To do:
A: In the forum thread, reproduce the part that opens with the words containing "and we all wonder" and closes with "for the day.", swapping "secretary" for "assistant".
B: In the forum thread, what reason does Young Pup give for asking pardon from anyone who did not receive a PM?

━━━━━ Extracted text

Lets push it back LOL


----------



## Young Pup

Ok I will pm everyone on this thread. So we have officially pushed it back to Jan 12th.

Keep checking this thread for the time. Place will stay the same. 

Your local travel agency, 

Young Pup's Travel and Reservations lol


----------



## Clapper&Company

ROFLMAO THanks JP


----------



## KGRlandscapeing

Young Pup;478106 said:


> Ok I will pm everyone on this thread. So we have officially pushed it back to Jan 12th.
> 
> Keep checking this thread for the time. Place will stay the same.
> 
> Your local travel agency,
> 
> Young Pup's Travel and Reservations lol


and we all wonder y people think us snow plowers r so weird


----------



## Young Pup

Pm's were all sent now we need to set the time. I hope I got everyone.If not pardon me the secretary left for the day.


----------



## Clapper&Company

You got me


----------



## AESC

guess i will just have to eat whats in the frig. sloppy joes for me. i really wanted a bacon cheese burger and fries.

━━━━━━━━━━
━━━━━ Listing

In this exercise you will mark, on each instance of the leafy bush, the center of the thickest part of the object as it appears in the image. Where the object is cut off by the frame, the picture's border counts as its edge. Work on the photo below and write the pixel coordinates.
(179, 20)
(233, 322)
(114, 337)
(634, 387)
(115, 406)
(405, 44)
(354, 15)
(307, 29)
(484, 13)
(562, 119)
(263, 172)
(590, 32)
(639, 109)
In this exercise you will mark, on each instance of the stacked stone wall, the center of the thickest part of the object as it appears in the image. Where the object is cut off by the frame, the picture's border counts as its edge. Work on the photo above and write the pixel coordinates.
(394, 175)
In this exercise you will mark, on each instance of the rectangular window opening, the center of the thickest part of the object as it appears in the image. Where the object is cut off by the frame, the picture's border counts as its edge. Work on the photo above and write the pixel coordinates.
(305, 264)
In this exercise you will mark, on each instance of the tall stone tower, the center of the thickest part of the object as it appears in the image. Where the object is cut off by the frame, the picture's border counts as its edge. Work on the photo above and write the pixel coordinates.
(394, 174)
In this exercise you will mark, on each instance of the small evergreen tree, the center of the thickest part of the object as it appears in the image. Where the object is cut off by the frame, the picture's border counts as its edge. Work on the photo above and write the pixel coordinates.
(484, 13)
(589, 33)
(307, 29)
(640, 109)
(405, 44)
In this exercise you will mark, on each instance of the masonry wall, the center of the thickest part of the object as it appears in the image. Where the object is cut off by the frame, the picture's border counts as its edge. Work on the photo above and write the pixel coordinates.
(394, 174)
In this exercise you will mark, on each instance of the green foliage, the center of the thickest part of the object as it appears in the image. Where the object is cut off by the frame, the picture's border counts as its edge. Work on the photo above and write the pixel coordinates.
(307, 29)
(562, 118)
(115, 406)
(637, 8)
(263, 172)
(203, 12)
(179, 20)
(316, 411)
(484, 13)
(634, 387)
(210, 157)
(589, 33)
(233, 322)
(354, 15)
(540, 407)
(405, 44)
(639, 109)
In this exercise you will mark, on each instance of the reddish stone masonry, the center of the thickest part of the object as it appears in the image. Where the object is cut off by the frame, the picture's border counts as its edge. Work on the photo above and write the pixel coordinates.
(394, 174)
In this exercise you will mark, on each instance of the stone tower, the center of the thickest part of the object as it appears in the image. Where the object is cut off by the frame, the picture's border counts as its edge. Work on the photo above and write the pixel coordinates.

━━━━━━━━━━

Answers provided:
A:
and we all wonder y people think us snow plowers r so weird


----------



## Young Pup

Pm's were all sent now we need to set the time. I hope I got everyone.If not pardon me the assistant left for the day.

B: Young Pup says the secretary left for the day.